Задания
- a) Чем, согласно фрагменту о молчании, выступает молчание по отношению к языку как предмету представления?
- b) Продолжите фрагмент о молчании после его последнего предложения.

Молчание позволяет избежать инфляции языка, сохранить аутентичный смысл Слова: "... чтобы человек мог ... снова оказаться вблизи бытия, он должен сперва научиться существовать на безымянном просторе. Он должен одинаково ясно увидеть и соблазн публичности, и немощь приватности. Человек должен, прежде чем говорить, снова открыться для требования бытия с риском того, что ему мало или редко что удастся говорить в ответ на это требование. Только так слову снова будет подарена драгоценность его существа, а человеку — кров для обитания в истине бытия". Молчание "собирает" человека для мысли. Молчание выступает радикальным отказом от языка как предмета представления, продукта производства в виде письменного текста или сказанного слова. Молчание это и есть язык бытия.

Необработанные строки

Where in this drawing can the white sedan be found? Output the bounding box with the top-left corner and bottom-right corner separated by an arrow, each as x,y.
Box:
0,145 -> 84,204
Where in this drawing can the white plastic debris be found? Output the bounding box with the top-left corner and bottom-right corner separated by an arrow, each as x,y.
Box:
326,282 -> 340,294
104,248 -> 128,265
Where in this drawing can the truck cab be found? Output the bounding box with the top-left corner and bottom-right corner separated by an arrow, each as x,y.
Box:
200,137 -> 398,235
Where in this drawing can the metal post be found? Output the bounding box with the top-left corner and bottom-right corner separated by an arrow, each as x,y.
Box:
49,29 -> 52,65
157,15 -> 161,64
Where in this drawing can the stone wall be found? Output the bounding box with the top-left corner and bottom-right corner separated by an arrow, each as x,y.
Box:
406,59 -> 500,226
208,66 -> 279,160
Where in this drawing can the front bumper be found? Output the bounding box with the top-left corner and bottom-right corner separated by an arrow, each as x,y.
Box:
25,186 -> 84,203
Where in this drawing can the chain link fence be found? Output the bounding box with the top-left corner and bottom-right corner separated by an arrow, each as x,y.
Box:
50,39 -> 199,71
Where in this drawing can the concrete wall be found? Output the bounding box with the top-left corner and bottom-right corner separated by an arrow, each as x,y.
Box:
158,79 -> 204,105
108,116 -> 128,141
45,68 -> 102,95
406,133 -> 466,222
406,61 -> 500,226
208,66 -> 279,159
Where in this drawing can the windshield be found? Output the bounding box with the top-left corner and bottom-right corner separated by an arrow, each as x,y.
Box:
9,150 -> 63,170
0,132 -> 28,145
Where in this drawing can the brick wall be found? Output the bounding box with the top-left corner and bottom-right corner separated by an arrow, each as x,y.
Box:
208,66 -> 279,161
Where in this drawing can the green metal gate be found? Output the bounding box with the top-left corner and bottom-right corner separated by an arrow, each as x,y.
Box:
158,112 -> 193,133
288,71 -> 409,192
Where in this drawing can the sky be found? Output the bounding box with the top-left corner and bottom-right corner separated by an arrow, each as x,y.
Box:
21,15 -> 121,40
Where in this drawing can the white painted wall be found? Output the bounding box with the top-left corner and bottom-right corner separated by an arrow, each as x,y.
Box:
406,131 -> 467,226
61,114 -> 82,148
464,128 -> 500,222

Ответы
- a) Радикальным отказом от языка как предмета представления, продукта производства в виде письменного текста или сказанного слова.

- b)
Слушание Хайдеггер, наряду с молчанием, считает второй важнейшей характеристикой естественного языка. Оно заключается в способности человеческого уха собирать и подхватывать все игровые возможности языка, которые в нем изначально присутствуют. Слушание позволяет приблизиться к смыслу бытия и смыслу языка, что для Хайдеггера неотделимо друг от друга.
Человек, чтобы приобщиться к внутреннему строению вещи, к сущности сущего и таким образом обрести самого себя в пространстве истины бытия, должен принадлежать языку, раствориться в языке, отбросив свое собственное "Я". Он должен "собраться", "насторожить слух", сосредоточить все внимание на слушаемом и отказаться частью слушаемого, самому стать слухом. Процесс вслушивания невозможен в мире принуждения, господства закона и информации, которые царят в сферах науки, техники, а также современного искусства, всей современной культуры. Настоящее "вслушивание" должно погрузиться в безвластную гармонию Греции или поэзию, искусство (музыку, живопись), которые еще существуют без принуждения по-става.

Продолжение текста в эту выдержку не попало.